#### [WHAT YOU SHOULD DO]
Produce a verbatim copy of the following records, leaving out all pictures.

#### [AVAILABLE RECORDS]
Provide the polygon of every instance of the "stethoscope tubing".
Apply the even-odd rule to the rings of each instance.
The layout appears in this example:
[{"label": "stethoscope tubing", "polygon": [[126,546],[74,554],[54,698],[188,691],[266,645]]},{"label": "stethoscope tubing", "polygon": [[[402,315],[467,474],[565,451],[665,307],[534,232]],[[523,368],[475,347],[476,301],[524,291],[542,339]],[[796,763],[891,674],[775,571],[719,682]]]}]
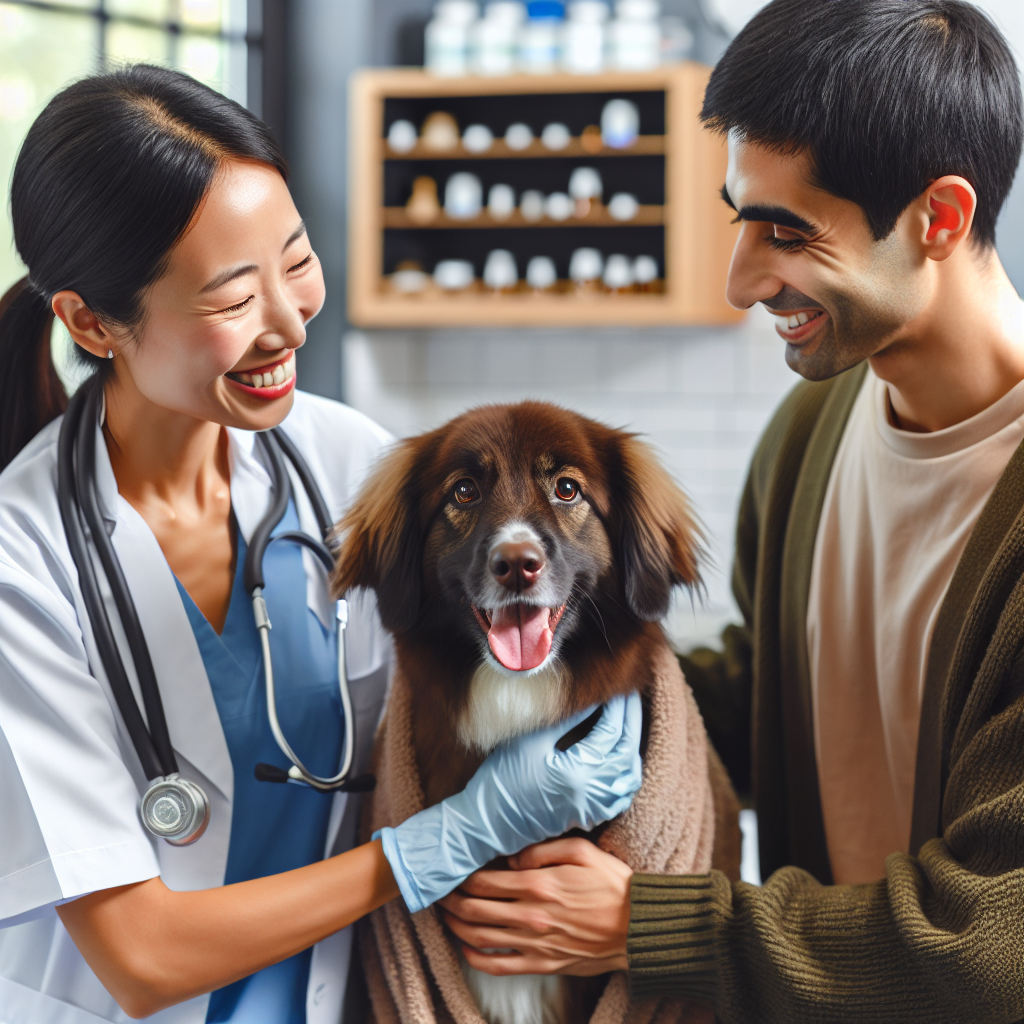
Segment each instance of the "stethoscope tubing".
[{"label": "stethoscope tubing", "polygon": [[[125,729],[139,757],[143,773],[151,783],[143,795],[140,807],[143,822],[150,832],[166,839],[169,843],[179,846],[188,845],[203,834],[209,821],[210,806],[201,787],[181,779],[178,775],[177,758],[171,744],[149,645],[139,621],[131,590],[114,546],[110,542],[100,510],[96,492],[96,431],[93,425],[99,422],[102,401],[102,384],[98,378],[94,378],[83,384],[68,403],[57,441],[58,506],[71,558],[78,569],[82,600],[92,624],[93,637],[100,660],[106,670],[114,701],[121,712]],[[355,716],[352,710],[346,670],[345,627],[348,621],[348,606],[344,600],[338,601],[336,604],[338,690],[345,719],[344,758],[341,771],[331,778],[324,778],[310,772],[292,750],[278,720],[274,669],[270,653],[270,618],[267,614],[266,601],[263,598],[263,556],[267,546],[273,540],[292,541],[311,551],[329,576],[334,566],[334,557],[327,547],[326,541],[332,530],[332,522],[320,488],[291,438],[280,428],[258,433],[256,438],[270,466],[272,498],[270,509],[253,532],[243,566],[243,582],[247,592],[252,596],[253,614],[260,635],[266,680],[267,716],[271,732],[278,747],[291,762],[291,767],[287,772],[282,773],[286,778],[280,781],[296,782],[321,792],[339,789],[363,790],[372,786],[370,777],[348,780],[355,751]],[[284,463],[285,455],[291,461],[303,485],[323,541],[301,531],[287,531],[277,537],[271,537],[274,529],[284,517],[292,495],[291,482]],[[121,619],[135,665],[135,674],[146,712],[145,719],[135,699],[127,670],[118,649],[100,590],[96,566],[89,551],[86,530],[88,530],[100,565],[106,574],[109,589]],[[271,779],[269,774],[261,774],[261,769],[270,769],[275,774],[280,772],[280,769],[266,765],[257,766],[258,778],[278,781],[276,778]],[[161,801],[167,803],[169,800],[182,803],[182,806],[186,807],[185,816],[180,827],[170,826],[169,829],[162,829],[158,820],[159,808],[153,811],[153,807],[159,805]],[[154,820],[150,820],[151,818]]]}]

#### [WRITTEN ANSWER]
Provide the polygon of every instance of the "stethoscope tubing".
Apply the even-odd rule to the rings of each instance.
The layout appears in this example:
[{"label": "stethoscope tubing", "polygon": [[126,546],[74,554],[54,698],[188,691],[266,645]]},{"label": "stethoscope tubing", "polygon": [[[402,315],[467,474],[565,451],[665,307],[534,232]],[[523,368],[475,347],[476,301],[524,291],[542,339]],[[796,763],[891,674],[775,571],[719,682]]]}]
Segment each instance of the "stethoscope tubing".
[{"label": "stethoscope tubing", "polygon": [[[125,729],[139,757],[143,773],[151,783],[143,795],[140,807],[143,822],[150,832],[166,839],[169,843],[179,846],[188,845],[203,834],[209,821],[210,806],[201,787],[181,779],[178,775],[177,758],[171,744],[149,645],[139,621],[131,590],[114,546],[110,542],[100,510],[96,492],[96,431],[93,425],[99,422],[102,401],[102,384],[98,378],[94,378],[83,384],[68,403],[57,441],[58,506],[71,558],[78,569],[82,600],[92,624],[93,637],[100,660],[106,670],[114,701],[121,712]],[[355,716],[352,710],[346,670],[345,627],[348,621],[348,606],[344,600],[338,601],[336,604],[338,690],[345,719],[344,758],[341,771],[331,778],[324,778],[310,772],[292,750],[278,720],[274,669],[270,653],[270,618],[267,614],[266,601],[263,598],[263,556],[267,546],[273,540],[292,541],[311,551],[329,576],[334,566],[334,557],[327,547],[326,541],[332,530],[332,522],[320,488],[291,438],[280,428],[258,433],[256,438],[270,466],[272,498],[270,509],[253,532],[243,566],[243,582],[247,592],[252,596],[253,614],[260,635],[266,680],[267,716],[271,732],[278,747],[291,762],[291,767],[287,772],[282,773],[286,778],[280,781],[296,782],[321,792],[339,789],[363,790],[372,786],[370,777],[348,780],[355,751]],[[284,463],[285,455],[291,461],[303,485],[323,541],[301,531],[287,531],[277,537],[271,537],[274,529],[284,517],[292,495],[291,482]],[[121,619],[135,665],[135,674],[146,712],[145,719],[135,699],[127,670],[118,649],[100,590],[96,566],[89,551],[86,530],[88,530],[100,565],[106,574],[109,589]],[[271,779],[269,774],[261,774],[261,769],[270,769],[275,774],[280,772],[280,769],[266,765],[257,766],[258,778],[278,781],[276,778]],[[161,801],[167,803],[169,800],[182,803],[182,806],[186,807],[185,816],[180,827],[170,826],[169,829],[162,829],[158,820],[159,808],[153,811],[153,807],[159,805]],[[154,820],[150,820],[151,818]]]}]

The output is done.